EXERCISE DETAILS ::
Please retype the DRBD and GFS2 setup guide word for word, keeping every line and punctuation mark unchanged.

TEXT SEGMENT ::
Content starts

Dual Primary DRBD on CentOS 6: GFS2 & Pacemaker
This guide describes how to create a pair of redundant file servers using DRBD for replication, RedHat GFS2 (Global File System), and Pacemaker for cluster management. In this case we are also using RackSpace Cloud Servers and associated OpenStack features, so we will use the nova client to create the networks, servers, and storage before logging on to finish the configuration.
Once completed you will have dual primary DRBD configuration which allows reads and writes to both nodes at the same time – enabling load balanced NFS for example.

Content ends

EXCERPTED RECORDS ::

Content starts

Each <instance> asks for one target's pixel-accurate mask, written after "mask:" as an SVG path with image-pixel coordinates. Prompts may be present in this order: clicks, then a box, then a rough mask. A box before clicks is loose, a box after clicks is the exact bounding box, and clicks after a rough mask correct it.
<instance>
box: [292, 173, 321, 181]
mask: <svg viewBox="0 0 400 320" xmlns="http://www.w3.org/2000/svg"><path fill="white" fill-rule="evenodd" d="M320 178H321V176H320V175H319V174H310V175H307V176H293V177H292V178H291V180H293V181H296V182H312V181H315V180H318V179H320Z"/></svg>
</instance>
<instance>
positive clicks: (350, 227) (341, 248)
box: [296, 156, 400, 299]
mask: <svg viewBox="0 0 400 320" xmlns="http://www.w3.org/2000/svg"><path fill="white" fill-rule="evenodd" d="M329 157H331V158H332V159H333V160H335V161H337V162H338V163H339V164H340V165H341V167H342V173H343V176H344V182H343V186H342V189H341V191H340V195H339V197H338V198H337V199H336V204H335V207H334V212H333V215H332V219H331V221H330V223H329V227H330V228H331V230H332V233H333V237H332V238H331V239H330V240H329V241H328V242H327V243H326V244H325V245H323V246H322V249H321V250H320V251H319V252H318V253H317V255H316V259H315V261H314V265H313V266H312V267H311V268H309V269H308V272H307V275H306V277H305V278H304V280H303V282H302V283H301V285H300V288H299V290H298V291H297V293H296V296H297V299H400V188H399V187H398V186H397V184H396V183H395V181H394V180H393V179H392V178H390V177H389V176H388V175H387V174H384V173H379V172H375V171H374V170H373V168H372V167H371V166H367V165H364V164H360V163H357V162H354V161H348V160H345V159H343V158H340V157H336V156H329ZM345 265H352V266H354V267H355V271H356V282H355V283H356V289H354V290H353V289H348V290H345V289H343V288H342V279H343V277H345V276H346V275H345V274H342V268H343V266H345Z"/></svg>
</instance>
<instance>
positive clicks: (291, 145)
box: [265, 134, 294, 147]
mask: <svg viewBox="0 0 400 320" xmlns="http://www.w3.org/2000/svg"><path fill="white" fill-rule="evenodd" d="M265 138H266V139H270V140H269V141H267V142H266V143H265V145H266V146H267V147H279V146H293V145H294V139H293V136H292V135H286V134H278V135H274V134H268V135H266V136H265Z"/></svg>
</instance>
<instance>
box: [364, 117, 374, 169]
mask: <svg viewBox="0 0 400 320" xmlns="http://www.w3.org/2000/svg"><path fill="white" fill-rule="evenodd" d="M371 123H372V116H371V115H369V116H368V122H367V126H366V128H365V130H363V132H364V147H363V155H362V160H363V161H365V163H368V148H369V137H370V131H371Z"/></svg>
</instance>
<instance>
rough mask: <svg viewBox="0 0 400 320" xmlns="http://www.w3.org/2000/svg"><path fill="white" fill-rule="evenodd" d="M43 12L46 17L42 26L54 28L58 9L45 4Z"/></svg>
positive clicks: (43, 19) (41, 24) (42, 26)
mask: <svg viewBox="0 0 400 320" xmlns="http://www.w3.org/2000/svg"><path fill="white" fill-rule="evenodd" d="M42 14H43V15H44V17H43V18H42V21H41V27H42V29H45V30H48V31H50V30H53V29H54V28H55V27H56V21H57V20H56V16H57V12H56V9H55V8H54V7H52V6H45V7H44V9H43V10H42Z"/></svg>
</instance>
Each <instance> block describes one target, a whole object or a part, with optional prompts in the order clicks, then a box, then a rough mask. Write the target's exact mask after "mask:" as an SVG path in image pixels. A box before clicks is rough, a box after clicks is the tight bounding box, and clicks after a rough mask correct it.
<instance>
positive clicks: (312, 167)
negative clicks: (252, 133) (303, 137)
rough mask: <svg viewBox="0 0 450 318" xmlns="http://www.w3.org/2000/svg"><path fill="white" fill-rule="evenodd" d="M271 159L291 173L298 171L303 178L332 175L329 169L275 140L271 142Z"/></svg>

Content ends

ANSWER TO THIS PROBLEM ::
Dual Primary DRBD on CentOS 6: GFS2 & Pacemaker
This guide describes how to create a pair of redundant file servers using DRBD for replication, RedHat GFS2 (Global File System), and Pacemaker for cluster management. In this case we are also using RackSpace Cloud Servers and associated OpenStack features, so we will use the nova client to create the networks, servers, and storage before logging on to finish the configuration.
Once completed you will have dual primary DRBD configuration which allows reads and writes to both nodes at the same time – enabling load balanced NFS for example.